Stated goal:
Render every line of the material below as a Markdown table with the columns "Row" and "Line", omitting blank lines and numbering the rows in order.

* Start Supplied entries *

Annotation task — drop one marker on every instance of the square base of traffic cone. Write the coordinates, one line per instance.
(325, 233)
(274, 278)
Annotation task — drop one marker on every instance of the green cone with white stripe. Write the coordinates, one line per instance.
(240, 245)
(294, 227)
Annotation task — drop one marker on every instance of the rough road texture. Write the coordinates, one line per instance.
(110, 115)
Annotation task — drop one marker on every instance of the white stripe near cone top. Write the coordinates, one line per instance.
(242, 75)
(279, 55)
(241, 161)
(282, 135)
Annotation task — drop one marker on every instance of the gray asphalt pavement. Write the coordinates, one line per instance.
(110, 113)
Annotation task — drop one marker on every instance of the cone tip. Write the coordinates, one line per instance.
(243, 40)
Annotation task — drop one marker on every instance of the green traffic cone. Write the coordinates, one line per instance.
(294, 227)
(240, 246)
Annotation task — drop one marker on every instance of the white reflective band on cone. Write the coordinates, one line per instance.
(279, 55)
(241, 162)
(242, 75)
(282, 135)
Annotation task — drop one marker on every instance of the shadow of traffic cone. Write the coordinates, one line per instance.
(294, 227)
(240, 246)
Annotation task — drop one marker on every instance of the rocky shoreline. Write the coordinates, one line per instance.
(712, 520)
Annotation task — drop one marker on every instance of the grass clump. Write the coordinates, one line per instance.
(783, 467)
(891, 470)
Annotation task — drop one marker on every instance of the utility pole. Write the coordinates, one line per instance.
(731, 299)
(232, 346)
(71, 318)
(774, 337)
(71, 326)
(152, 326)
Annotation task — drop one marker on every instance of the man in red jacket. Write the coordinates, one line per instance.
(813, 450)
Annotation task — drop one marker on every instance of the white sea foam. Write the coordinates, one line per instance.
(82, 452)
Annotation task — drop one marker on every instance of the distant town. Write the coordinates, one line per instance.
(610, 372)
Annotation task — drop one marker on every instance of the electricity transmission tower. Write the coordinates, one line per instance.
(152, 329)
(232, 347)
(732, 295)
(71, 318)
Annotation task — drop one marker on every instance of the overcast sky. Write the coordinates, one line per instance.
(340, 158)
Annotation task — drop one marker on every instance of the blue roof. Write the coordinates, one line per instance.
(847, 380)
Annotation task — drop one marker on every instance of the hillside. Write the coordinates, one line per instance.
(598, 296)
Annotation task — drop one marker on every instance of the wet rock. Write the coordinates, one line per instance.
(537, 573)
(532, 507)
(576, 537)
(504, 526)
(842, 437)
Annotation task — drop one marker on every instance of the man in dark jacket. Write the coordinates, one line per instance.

* End Supplied entries *

Answer to the exercise:
| Row | Line |
|---|---|
| 1 | Annotation task — drop one marker on every instance of the square base of traffic cone. Write the coordinates, one line per instance. |
| 2 | (325, 233) |
| 3 | (274, 278) |
| 4 | Annotation task — drop one marker on every instance of the green cone with white stripe. Write the coordinates, one line per instance. |
| 5 | (240, 245) |
| 6 | (294, 227) |
| 7 | Annotation task — drop one marker on every instance of the rough road texture. Write the coordinates, one line per instance. |
| 8 | (110, 115) |
| 9 | Annotation task — drop one marker on every instance of the white stripe near cone top. Write the coordinates, one line per instance. |
| 10 | (242, 75) |
| 11 | (279, 55) |
| 12 | (241, 161) |
| 13 | (282, 135) |
| 14 | Annotation task — drop one marker on every instance of the gray asphalt pavement. Write the coordinates, one line per instance. |
| 15 | (110, 113) |
| 16 | Annotation task — drop one marker on every instance of the cone tip. Write the coordinates, one line per instance. |
| 17 | (243, 40) |
| 18 | Annotation task — drop one marker on every instance of the green traffic cone. Write the coordinates, one line per instance. |
| 19 | (294, 227) |
| 20 | (240, 246) |
| 21 | Annotation task — drop one marker on every instance of the white reflective band on cone. Write the coordinates, one line per instance. |
| 22 | (279, 55) |
| 23 | (241, 162) |
| 24 | (242, 75) |
| 25 | (282, 135) |
| 26 | Annotation task — drop one marker on every instance of the shadow of traffic cone. Write the coordinates, one line per instance. |
| 27 | (294, 227) |
| 28 | (240, 246) |
| 29 | Annotation task — drop one marker on every instance of the rocky shoreline. Write the coordinates, one line per instance. |
| 30 | (712, 520) |
| 31 | Annotation task — drop one marker on every instance of the grass clump. Write the coordinates, one line per instance. |
| 32 | (783, 467) |
| 33 | (891, 470) |
| 34 | Annotation task — drop one marker on every instance of the utility pole. Write the coordinates, one line per instance. |
| 35 | (731, 299) |
| 36 | (232, 346) |
| 37 | (71, 318) |
| 38 | (774, 337) |
| 39 | (71, 326) |
| 40 | (152, 326) |
| 41 | Annotation task — drop one marker on every instance of the man in red jacket. Write the coordinates, one line per instance. |
| 42 | (813, 450) |
| 43 | Annotation task — drop one marker on every instance of the white sea foam. Write the coordinates, one line per instance. |
| 44 | (82, 452) |
| 45 | Annotation task — drop one marker on every instance of the distant town. Write the coordinates, one line per instance. |
| 46 | (610, 372) |
| 47 | Annotation task — drop one marker on every instance of the electricity transmission tower. Write the coordinates, one line per instance. |
| 48 | (152, 329) |
| 49 | (232, 347) |
| 50 | (732, 295) |
| 51 | (71, 318) |
| 52 | Annotation task — drop one marker on every instance of the overcast sky. Write the coordinates, one line per instance. |
| 53 | (340, 158) |
| 54 | Annotation task — drop one marker on every instance of the blue roof. Write the coordinates, one line per instance. |
| 55 | (847, 380) |
| 56 | Annotation task — drop one marker on every instance of the hillside. Write the coordinates, one line per instance. |
| 57 | (598, 296) |
| 58 | Annotation task — drop one marker on every instance of the wet rock. Write the coordinates, one line per instance. |
| 59 | (537, 573) |
| 60 | (532, 507) |
| 61 | (576, 537) |
| 62 | (504, 526) |
| 63 | (842, 437) |
| 64 | Annotation task — drop one marker on every instance of the man in dark jacket. Write the coordinates, one line per instance. |